Text:
Let $S$ be a set of permutations of $X$.

  1. Prove that $S\subseteq \text{span}(S)$. In other words, we know that $S$ is always contained in its span; the span might be larger.
  2. Prove that if $\text{span}(S)\subseteq S$, then $S$ is closed.
  3. If $T\subseteq S$, then show that $\text{span}(T)\subseteq\text{span}(S)$.

Solution

Suppose $X$ is a set. Let $S$ be a set of permutations of $X$. We will prove that $S \subseteq \span(S)$. Let $x\in S$. Then $x=x^1\in \span(S)$, which means $S\subseteq \span(S)$.

We now claim if $\span(S)\subseteq S$, then $S$ is closed. To prove this, we let $\span(S)\subseteq S$ and recall from the first part of this proof that $S\subseteq \span(S)$. Thus by definition, we have shown that $S$ is closed.

Data provided:
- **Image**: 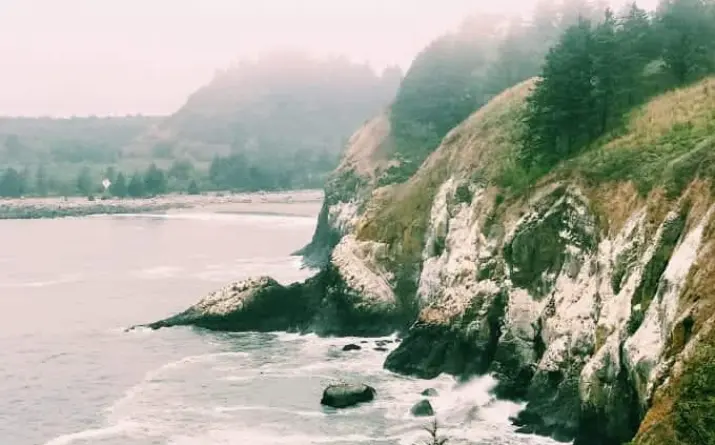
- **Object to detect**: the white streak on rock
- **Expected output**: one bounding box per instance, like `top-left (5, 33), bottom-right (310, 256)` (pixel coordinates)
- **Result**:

What is asked:
Return the portion of the permutation text starting at "We now claim" and ending at "that $S$ is closed.", word for word. The lines come from a different source than the permutation text.

Response to this task:
We now claim if $\span(S)\subseteq S$, then $S$ is closed. To prove this, we let $\span(S)\subseteq S$ and recall from the first part of this proof that $S\subseteq \span(S)$. Thus by definition, we have shown that $S$ is closed.